*Исходный текст*.
- - - -

Спрашивается: в чем тут зло? В чем именно заключается тот ин­терес к "живой речи", который противодействует "вторжению" пись­ма, заведомо заставляет видеть в устойчивом воздействии письма деформацию и агрессию? Какой запрет при этом нарушается? В чем здесь кощунство? Почему нужно оберегать родной язык от воздей­ствия письма? Почему это воздействие оказывается насилием, а пре­образование — деформацией? Зачем лишать родной язык истории, или, иначе, вырабатывать свою историю как нечто естественное, са­мозамкнутое и привычное, укрытое от внешних воздействий? Чем объясняется наше желание наказать письмо за какое-то чудовищное преступление, зачем помещать его в "особый раздел" научного тру­да и держать тем самым на расстоянии? Соссюр замыкает проблему деформаций, порождаемых письмом, в своего рода лингвистический лепрозорий. Продолжая наше чтение, мы убеждаемся в том, что Сос­сюр отнесся бы отрицательно даже к тем невинным вопросам, ко­торые мы поставили выше (ибо в конце концов Lefebure - это сов­сем не плохо, это занятная игра). Оказывается, что это вовсе не "естественная игра", и все рассуждение звучит пессимистически:

"Вероятно, такие деформации будут случаться все чаще и чаще, и все чаще и чаще будут произноситься лишние буквы". Как и у Руссо, при­чем в том же самом контексте, во всем виновата столица: "В Пари­же уже говорят "sept femmes", произнося звук t". Странный пример. Исторический разрыв — ибо именно историю следовало бы остано­вить, чтобы защитить язык (langue) от письма, — будет со временем лишь увеличиваться:

"Дармстетер предвидит день, когда будут произносить даже обе конечные буквы слова vingt, что является поистине орфографическим уродством. Эти звуковые деформации относятся, конечно, к языку, но они не вытекают из его естественного функционирования, они вызываются чуждым языку, вне-языковым фактором. Лингвистика должна их изучать в особом разделе - это случаи тератологические (с. 54. Курсив наш).

Мы видим, что понятия прочности, постоянства и длительнос­ти, с помощью которых можно мыслить отношения между речью и письмом, слишком размыты и открыты для всевозможных некрити­ческих применений. Они требуют более внимательного и тщатель­ного анализа. Это же относится и к тем доводам, согласно которым "у большинства индивидов зрительные восприятия гораздо четче и устойчивей, нежели слуховые восприятия" (с. 49). Такое объяснение "узурпации" не только эмпирично по форме, но и проблематично по содержанию, оно связано с метафизикой и старой физиологией чувственных способностей, которую наука постоянно опровергает, а также с опытом языка и собственного тела (corps propre) как язы­ка. Это объяснение неосмотрительно превращает зримость (visibilite) в чувственно данную, простую, сущностно значимую стихию пись­ма. Трактуя слышимое как ту естественную среду, внутри которой язык должен естественным образом разделять и расчленять установленные знаки, действуя по собственному произволу, такое объяснение по видимости утверждает возможность естественного отношения меж­дуречью и письмом, а на деле устраняет ее. Ведь в этом объяснении перепутаны часто используемые понятия естественного и установ­ленного, тогда как их нужно было бы с самого начала сознательно расчленить. И - что особенно важно - это объяснение в итоге про­тиворечит важнейшему утверждению о том, что "сущность языка (langue) не связана со звуковым характером лингвистического зна­ка" (с. 21). Мы еще вернемся к этому утверждению, в котором вид­на изнанка соссюровских опровержений "иллюзий письма".

- - - -

*Задание 1*. Переведите на английский язык следующее предложение из исходного текста: «Соссюр замыкает проблему деформаций, порождаемых письмом, в своего рода лингвистический лепрозорий».
*Задание 2*.
Кратко ответьте на вопросы по исходному тексту.
(a) Что, как и у Руссо, оказывается во всём виновато?
(b) Произношение каких букв слова vingt предвидит Дармстетер?
(c) На какую страницу ссылается исходный текст, приводя довод о том, что у большинства индивидов зрительные восприятия четче и устойчивей слуховых?
Опирайтесь только на исходный текст.

*Фрагменты записей*.

- - - -

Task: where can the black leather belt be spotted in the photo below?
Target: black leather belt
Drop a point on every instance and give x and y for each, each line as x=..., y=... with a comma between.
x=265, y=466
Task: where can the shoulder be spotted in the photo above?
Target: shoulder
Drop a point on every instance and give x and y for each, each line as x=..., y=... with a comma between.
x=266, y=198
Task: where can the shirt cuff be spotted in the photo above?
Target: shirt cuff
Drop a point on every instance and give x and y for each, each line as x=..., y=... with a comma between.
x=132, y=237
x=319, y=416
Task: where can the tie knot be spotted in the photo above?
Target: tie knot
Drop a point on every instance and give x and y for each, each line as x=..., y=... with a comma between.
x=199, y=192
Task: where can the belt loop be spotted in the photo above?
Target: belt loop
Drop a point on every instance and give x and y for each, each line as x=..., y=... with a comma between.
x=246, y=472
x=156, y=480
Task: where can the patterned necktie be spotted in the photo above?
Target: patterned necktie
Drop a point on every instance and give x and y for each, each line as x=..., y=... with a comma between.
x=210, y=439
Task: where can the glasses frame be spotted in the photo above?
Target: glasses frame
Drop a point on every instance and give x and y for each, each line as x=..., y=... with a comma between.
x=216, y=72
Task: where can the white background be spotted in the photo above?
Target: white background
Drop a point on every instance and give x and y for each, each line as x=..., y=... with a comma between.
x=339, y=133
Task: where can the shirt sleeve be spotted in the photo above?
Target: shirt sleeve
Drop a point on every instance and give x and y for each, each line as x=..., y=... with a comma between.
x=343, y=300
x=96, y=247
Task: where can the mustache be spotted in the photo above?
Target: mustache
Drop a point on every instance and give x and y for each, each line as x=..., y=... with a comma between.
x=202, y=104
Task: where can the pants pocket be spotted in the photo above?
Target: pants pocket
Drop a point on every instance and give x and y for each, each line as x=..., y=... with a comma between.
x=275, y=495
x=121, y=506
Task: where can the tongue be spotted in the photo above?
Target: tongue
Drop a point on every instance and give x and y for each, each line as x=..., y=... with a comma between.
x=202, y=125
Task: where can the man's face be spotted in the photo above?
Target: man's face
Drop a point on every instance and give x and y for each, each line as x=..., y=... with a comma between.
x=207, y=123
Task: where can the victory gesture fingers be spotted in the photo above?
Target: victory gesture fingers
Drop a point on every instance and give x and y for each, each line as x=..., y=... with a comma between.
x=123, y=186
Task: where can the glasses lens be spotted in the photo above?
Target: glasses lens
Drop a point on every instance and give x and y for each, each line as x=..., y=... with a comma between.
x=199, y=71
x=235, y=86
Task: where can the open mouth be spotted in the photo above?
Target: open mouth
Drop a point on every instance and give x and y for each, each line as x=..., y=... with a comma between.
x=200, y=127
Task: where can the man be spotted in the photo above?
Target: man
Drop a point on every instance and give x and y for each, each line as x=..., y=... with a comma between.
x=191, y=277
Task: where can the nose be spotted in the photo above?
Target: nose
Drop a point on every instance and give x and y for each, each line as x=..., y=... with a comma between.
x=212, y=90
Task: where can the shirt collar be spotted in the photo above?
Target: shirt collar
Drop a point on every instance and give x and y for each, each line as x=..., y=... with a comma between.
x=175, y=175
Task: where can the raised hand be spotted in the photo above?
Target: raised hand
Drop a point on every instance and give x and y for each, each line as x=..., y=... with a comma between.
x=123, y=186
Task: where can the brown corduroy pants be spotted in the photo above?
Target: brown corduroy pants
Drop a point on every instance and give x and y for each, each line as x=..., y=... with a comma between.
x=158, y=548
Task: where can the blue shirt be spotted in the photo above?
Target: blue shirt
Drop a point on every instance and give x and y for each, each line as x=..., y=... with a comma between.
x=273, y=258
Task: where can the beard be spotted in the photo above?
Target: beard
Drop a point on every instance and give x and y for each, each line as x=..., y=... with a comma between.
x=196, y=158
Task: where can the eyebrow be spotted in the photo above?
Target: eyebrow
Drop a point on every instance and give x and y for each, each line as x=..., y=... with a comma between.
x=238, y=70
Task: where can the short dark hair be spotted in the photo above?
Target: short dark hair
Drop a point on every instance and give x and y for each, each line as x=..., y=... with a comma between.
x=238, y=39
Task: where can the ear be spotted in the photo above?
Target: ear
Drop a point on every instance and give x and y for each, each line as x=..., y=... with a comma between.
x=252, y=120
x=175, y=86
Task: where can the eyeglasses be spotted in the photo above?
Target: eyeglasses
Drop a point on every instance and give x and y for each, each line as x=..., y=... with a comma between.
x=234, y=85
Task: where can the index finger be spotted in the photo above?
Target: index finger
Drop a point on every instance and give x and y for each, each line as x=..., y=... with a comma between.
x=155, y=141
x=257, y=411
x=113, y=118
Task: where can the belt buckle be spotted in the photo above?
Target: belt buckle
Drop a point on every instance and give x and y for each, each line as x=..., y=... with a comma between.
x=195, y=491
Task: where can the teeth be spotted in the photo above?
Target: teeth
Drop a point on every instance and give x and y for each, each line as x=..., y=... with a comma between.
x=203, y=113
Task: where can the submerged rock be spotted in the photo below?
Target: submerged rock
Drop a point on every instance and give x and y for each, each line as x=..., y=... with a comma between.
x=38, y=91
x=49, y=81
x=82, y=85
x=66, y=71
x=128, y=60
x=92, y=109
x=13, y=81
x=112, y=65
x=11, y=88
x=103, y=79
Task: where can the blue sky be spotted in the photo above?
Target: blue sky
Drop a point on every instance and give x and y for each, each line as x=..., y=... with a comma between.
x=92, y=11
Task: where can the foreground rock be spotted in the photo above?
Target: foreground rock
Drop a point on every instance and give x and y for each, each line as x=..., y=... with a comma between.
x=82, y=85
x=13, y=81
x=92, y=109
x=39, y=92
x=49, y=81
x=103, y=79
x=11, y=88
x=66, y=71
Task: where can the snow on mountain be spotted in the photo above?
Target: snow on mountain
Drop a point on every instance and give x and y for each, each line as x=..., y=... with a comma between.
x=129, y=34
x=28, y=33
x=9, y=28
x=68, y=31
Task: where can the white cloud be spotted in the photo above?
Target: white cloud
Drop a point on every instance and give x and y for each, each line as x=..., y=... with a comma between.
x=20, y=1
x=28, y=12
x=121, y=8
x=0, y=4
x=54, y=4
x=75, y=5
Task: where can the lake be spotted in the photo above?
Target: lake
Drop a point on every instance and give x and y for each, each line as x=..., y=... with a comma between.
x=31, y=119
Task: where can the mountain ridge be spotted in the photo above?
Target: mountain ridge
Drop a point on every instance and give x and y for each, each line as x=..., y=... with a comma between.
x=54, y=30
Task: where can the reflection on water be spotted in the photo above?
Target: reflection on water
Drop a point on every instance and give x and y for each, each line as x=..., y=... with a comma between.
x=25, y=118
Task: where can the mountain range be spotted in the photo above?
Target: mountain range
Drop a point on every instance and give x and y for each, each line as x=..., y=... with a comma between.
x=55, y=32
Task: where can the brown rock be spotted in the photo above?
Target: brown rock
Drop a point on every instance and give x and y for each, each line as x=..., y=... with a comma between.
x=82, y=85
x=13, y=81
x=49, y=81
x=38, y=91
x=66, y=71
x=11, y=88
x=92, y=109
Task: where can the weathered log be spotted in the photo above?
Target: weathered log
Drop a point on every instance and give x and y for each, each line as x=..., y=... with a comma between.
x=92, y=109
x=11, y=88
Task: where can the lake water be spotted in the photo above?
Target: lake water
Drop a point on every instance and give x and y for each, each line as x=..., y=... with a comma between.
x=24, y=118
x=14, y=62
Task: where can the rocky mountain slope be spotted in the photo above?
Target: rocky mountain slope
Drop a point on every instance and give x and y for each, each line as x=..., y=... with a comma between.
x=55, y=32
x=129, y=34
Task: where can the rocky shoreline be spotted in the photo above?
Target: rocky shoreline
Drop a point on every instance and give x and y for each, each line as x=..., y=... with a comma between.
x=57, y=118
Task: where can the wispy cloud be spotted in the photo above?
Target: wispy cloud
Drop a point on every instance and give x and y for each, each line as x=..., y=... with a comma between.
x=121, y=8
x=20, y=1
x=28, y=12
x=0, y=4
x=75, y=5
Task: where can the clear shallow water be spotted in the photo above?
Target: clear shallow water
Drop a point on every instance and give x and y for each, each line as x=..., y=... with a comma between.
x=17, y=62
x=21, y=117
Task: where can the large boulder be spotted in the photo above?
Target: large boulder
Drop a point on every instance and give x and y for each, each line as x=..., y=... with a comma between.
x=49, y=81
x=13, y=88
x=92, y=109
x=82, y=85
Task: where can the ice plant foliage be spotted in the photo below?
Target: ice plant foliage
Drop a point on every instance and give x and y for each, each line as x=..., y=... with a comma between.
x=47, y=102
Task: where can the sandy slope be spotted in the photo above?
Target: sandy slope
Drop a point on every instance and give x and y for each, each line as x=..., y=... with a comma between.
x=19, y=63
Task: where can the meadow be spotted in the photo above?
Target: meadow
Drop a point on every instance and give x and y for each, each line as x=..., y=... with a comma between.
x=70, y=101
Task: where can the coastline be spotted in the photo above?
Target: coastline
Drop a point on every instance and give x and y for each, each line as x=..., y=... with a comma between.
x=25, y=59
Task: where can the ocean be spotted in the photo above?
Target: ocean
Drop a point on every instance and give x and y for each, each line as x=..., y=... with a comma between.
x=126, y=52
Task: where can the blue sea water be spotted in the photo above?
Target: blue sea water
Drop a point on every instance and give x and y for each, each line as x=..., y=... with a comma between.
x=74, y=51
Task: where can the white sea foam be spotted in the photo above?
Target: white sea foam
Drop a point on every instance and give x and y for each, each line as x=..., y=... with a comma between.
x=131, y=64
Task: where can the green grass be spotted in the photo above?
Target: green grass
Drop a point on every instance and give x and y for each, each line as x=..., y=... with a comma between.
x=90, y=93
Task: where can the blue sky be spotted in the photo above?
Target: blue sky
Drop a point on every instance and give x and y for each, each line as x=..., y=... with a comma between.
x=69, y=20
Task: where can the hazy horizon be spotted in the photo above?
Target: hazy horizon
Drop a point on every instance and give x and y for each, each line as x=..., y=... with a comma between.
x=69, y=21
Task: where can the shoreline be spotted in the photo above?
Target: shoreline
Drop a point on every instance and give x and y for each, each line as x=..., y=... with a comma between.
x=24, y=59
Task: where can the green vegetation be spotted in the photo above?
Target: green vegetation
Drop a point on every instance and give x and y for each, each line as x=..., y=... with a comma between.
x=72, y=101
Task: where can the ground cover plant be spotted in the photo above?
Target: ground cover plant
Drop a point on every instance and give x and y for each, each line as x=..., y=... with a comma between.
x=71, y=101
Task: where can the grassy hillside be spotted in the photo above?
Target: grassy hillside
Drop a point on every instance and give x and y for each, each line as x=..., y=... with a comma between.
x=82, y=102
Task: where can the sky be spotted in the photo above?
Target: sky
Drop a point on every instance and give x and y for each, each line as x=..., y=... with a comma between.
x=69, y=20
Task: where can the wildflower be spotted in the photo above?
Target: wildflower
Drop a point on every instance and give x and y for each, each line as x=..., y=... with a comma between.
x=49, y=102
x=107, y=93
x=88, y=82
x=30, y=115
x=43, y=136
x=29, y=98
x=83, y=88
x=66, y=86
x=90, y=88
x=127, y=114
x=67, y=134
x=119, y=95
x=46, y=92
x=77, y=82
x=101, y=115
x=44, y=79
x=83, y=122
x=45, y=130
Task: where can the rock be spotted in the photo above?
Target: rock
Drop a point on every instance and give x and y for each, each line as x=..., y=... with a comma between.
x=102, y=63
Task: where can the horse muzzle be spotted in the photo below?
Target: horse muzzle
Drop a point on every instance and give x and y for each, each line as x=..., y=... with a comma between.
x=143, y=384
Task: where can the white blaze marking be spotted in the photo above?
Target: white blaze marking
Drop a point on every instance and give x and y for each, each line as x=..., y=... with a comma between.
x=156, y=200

- - - -

*Образец ответа 1*. Saussure confines the problem of the deformations produced by writing to a kind of linguistic leper colony.

*Образец ответа 2*.
(a) Столица.
(b) Обеих конечных букв.
(c) На страницу 49.